[Annotated coordinate records]
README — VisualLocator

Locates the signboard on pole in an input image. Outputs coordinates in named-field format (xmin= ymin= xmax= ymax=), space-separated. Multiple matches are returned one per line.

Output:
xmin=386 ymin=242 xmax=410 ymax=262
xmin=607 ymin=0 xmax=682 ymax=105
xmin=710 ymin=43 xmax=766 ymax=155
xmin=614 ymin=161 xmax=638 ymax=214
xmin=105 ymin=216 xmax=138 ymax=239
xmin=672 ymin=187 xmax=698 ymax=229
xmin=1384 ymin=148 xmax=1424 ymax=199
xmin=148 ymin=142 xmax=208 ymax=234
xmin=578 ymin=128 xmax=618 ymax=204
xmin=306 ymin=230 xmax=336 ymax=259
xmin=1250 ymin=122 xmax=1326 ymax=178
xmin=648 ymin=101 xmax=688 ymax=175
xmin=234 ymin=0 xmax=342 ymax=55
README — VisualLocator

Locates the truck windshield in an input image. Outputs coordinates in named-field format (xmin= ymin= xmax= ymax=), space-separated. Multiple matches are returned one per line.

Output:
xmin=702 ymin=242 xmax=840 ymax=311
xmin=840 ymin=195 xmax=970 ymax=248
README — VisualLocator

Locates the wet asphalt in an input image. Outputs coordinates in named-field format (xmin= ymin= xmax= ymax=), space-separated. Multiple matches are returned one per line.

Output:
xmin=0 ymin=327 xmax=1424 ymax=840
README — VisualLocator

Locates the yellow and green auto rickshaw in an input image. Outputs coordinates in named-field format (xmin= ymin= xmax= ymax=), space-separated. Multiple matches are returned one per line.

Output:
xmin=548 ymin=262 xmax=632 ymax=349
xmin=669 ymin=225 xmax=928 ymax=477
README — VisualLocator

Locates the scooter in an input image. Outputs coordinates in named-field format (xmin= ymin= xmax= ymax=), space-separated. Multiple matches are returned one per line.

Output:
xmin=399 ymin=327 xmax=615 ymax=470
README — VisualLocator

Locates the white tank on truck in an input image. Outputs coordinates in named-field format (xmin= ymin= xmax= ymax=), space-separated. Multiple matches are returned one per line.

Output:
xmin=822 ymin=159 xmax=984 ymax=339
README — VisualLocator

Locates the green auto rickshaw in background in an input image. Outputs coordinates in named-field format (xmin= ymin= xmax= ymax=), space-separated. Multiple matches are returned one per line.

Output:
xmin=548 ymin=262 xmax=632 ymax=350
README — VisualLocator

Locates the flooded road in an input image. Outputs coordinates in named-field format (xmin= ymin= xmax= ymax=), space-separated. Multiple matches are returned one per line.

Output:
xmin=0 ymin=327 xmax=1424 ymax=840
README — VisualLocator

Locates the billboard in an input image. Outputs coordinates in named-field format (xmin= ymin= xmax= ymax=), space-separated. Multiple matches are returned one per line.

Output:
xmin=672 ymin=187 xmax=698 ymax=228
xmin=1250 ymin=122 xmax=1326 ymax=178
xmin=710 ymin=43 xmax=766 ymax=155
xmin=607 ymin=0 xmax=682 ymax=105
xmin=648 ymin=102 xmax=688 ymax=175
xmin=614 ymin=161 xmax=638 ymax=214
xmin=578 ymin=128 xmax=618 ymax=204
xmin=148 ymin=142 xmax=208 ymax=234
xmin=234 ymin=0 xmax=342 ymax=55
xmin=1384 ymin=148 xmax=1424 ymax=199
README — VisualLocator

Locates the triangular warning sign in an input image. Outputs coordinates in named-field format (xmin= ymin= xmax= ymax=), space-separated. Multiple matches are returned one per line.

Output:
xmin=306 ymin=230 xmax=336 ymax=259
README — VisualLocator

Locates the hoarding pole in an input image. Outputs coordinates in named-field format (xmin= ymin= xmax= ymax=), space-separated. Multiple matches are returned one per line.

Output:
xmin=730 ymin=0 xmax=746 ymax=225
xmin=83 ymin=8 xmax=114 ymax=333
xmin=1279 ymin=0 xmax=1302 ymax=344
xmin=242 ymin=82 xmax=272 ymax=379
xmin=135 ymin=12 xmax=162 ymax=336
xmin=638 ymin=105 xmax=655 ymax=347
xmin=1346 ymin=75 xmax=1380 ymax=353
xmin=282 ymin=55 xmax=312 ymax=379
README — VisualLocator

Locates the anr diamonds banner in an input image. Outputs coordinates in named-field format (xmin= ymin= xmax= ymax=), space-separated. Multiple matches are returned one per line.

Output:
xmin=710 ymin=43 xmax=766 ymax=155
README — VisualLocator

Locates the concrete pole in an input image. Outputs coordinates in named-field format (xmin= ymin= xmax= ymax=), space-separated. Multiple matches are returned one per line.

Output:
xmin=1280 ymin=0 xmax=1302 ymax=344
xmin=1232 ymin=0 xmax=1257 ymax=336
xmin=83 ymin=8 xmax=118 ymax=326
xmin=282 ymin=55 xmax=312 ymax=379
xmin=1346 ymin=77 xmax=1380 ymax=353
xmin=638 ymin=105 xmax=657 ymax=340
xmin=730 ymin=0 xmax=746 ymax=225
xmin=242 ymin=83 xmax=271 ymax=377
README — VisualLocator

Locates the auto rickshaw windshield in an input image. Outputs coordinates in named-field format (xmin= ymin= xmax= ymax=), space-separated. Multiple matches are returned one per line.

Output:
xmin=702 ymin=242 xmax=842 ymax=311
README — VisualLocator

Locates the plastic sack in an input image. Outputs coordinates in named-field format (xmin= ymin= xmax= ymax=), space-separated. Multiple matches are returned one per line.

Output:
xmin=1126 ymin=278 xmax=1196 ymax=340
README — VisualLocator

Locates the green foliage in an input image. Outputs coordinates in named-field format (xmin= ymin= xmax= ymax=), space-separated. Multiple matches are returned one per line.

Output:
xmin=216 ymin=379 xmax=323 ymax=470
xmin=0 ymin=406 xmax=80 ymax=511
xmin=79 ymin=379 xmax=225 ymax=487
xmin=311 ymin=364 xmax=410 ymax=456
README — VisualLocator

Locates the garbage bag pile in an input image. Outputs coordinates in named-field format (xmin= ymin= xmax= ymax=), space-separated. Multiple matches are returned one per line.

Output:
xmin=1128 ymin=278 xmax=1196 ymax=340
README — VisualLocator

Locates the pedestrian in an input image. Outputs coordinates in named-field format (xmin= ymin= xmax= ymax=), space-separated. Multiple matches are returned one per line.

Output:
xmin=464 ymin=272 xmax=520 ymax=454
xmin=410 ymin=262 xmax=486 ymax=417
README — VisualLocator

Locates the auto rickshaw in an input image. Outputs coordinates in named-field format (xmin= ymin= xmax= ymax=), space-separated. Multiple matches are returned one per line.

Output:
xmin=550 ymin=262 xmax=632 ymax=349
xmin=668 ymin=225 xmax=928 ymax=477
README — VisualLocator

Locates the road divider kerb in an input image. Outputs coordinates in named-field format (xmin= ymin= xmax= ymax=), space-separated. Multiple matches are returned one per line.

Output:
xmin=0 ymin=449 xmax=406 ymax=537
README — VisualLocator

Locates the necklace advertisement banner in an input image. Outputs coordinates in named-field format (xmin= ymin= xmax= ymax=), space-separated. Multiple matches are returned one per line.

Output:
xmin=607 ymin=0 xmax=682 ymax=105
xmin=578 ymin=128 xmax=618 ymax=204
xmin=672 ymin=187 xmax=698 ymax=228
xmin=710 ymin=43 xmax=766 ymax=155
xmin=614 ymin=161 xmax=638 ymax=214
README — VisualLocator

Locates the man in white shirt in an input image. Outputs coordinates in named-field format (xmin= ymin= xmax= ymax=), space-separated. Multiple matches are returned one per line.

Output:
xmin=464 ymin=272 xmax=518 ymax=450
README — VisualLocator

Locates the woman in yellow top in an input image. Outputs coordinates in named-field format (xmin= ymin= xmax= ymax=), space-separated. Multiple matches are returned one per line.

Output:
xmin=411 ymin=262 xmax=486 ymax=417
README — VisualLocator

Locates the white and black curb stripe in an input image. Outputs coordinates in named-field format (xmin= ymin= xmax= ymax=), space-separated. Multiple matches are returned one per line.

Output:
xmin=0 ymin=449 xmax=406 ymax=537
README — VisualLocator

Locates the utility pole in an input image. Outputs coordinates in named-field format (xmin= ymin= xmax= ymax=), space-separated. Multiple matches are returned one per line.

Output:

→ Problem description
In the items above, how many lines contain the string "woman", counting case? Give only the number.

→ Answer
1